*Problem requirements*.
Print the entries below word for word; the pictures stay out of your copy.

*Record extracts*.

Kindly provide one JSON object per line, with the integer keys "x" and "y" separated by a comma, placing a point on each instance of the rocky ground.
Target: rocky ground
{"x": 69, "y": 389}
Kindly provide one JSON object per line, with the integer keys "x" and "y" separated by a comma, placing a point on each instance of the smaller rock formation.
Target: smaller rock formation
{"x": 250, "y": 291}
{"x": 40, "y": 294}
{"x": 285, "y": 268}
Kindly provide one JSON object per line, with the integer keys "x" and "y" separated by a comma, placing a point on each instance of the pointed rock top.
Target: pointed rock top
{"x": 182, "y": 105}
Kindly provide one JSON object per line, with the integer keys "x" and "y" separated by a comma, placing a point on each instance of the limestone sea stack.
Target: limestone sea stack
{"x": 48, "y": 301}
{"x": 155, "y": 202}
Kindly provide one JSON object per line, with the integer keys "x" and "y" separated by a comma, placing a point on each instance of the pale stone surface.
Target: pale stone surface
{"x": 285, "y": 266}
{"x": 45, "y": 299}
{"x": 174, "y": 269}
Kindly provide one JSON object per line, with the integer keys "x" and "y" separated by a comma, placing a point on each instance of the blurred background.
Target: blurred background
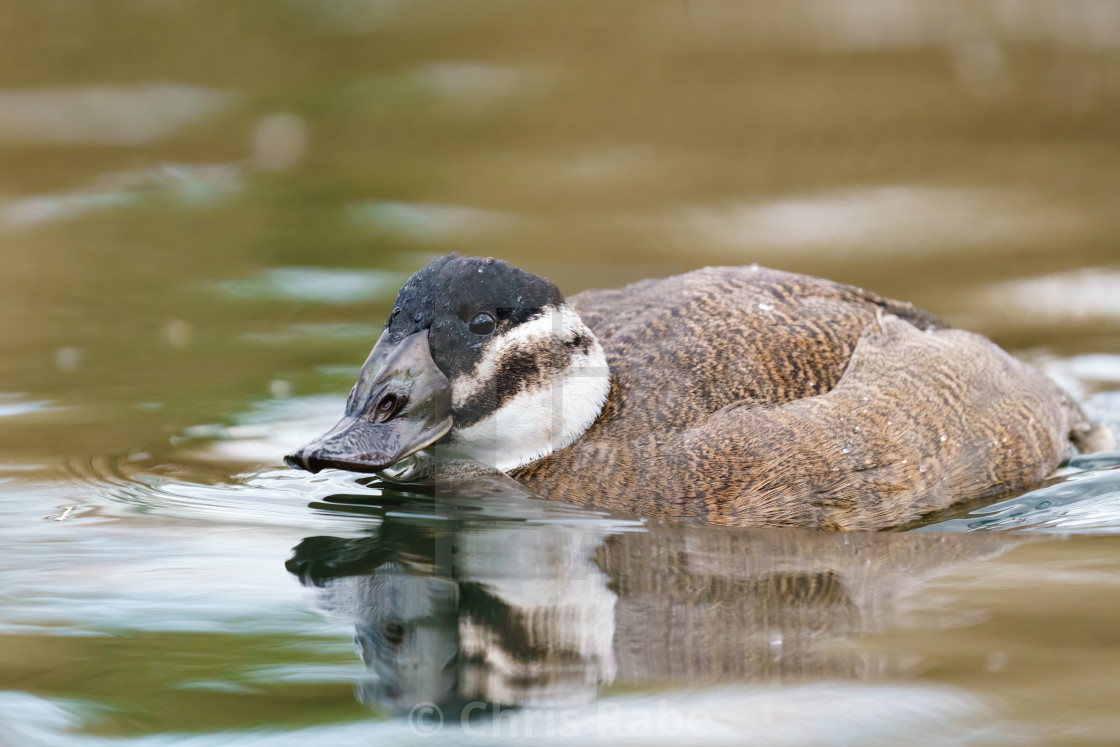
{"x": 206, "y": 209}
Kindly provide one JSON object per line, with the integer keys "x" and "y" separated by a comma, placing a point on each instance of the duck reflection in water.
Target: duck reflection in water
{"x": 454, "y": 603}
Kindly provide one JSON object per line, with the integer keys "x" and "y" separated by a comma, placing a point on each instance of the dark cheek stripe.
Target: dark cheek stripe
{"x": 519, "y": 369}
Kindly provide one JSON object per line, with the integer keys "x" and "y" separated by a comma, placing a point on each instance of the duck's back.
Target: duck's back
{"x": 744, "y": 395}
{"x": 684, "y": 346}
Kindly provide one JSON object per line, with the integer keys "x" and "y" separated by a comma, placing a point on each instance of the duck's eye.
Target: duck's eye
{"x": 483, "y": 324}
{"x": 388, "y": 404}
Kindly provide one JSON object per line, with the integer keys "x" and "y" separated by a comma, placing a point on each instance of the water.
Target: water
{"x": 206, "y": 209}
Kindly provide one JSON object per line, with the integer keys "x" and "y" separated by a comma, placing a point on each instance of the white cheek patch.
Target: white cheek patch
{"x": 549, "y": 413}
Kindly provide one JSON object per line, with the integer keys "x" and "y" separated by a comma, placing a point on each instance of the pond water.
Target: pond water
{"x": 205, "y": 213}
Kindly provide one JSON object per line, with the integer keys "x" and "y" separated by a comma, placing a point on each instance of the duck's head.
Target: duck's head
{"x": 477, "y": 355}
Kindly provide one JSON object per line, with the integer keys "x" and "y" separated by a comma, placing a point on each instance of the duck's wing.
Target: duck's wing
{"x": 920, "y": 420}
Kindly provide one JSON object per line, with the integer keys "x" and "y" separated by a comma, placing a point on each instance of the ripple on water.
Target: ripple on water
{"x": 1085, "y": 502}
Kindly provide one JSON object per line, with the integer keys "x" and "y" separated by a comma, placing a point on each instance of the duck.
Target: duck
{"x": 729, "y": 395}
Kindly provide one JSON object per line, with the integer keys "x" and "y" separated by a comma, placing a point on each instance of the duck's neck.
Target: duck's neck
{"x": 535, "y": 391}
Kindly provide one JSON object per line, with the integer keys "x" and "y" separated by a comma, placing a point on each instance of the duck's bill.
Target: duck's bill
{"x": 364, "y": 439}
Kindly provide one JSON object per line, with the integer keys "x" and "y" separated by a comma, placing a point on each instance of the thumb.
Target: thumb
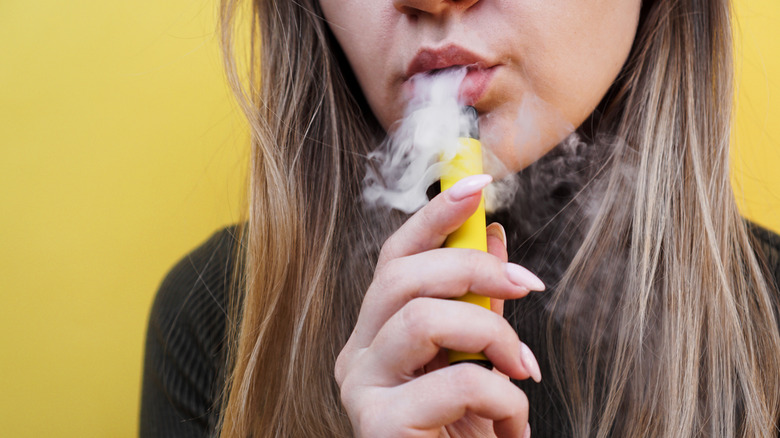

*Result*.
Kindly provide one JSON object per line, with the integer keys "x" and "y" separated by a comma, placing a point on each instance of the rocky ground.
Target: rocky ground
{"x": 69, "y": 389}
Kindly provide one JSON object per line, with the integer keys "x" and "y" separated by a comma, placing a point on each instance of the smaller rock formation.
Target: smaller rock formation
{"x": 250, "y": 291}
{"x": 40, "y": 294}
{"x": 285, "y": 268}
Kindly provide one JSON object per line, with the integer keys "x" and "y" separated by a comma, placing a point on each instance of the pointed rock top.
Target: pointed rock top
{"x": 182, "y": 105}
Kindly provide one JSON object per line, with the integer keys "x" and "y" separated by a comma, placing a point on each instance of the limestone sea stack.
Target: limestone sea stack
{"x": 48, "y": 301}
{"x": 155, "y": 202}
Kindly provide one JSON object per line, with the integer keys "x" and "y" separated by a comma, placing a point on each instance of the pale stone surface.
Target: pale stone surface
{"x": 285, "y": 266}
{"x": 45, "y": 299}
{"x": 174, "y": 269}
Kindly provide one JSON object per line, with the integer keys "x" and "y" separated by a comma, placing a point on each instance of the blurred background.
Target: blurred background
{"x": 206, "y": 209}
Kindly provide one JSON object per line, with the integer keys "x" and "y" separated by a comma, placing a point on each instance of the duck reflection in water.
Target: duck reflection in water
{"x": 454, "y": 603}
Kindly provide one JSON object per line, with the integer keys "x" and "y" separated by a comma, placing a point on each instance of the dark cheek stripe.
Target: dark cheek stripe
{"x": 519, "y": 369}
Kindly provide one JSON object per line, with the integer keys "x" and "y" separated by a comma, placing a point on each instance of the duck's back.
Target: duck's back
{"x": 744, "y": 395}
{"x": 684, "y": 346}
Kindly provide one JSON object per line, with the integer keys "x" and "y" separated by a comma, placing a point on each instance of the duck's eye.
Target: duck's eye
{"x": 483, "y": 324}
{"x": 388, "y": 404}
Kindly provide one JSON object per line, with the integer keys "x" and "y" separated by a comma, placing a point on each instance of the water.
Target: water
{"x": 206, "y": 209}
Kindly provide one JSON object per line, with the integer keys "x" and "y" separated by a comma, placing a point on each instance of the white cheek patch.
Target: white cheek patch
{"x": 549, "y": 413}
Kindly provide one JSON object per line, with the integer keys "x" and "y" separated by a comma, placing a point on each instance of the pond water.
Target: pond water
{"x": 205, "y": 213}
Kindly provide one JSON object per line, with the integer keys "x" and "y" separated by a comma, placing a point on each instance of the duck's head.
Target: duck's head
{"x": 477, "y": 355}
Kindly provide one JSON object per line, with the integer keys "x" and "y" separated by a comma, placing a point on each instance of the duck's wing.
Target: duck's wing
{"x": 920, "y": 420}
Kindly provide one JSON object per line, with the integer keys "x" and "y" separated by a comma, placing a point on each instance of the ripple on water.
Target: ripple on water
{"x": 1085, "y": 502}
Kindly provide one JSON object per line, with the integer keys "x" and "y" separated by a comma, placing a point on each instance of the duck.
Target: duck
{"x": 729, "y": 395}
Kindly provide one JSON object per line, with the integer keys "x" and "y" separated by a comma, placing a point on each instance of the duck's neck.
Target: duck's neck
{"x": 535, "y": 391}
Kindly provide one JSON object per line, with the integer keys "x" and "y" separated by a comma, placing a point on each instance of the duck's bill.
Target: duck's bill
{"x": 364, "y": 439}
Kindly provide one JSON object per line, with the integer keys "x" and "y" separated by a comma, placing a point on each instance of the thumb.
Target: thumb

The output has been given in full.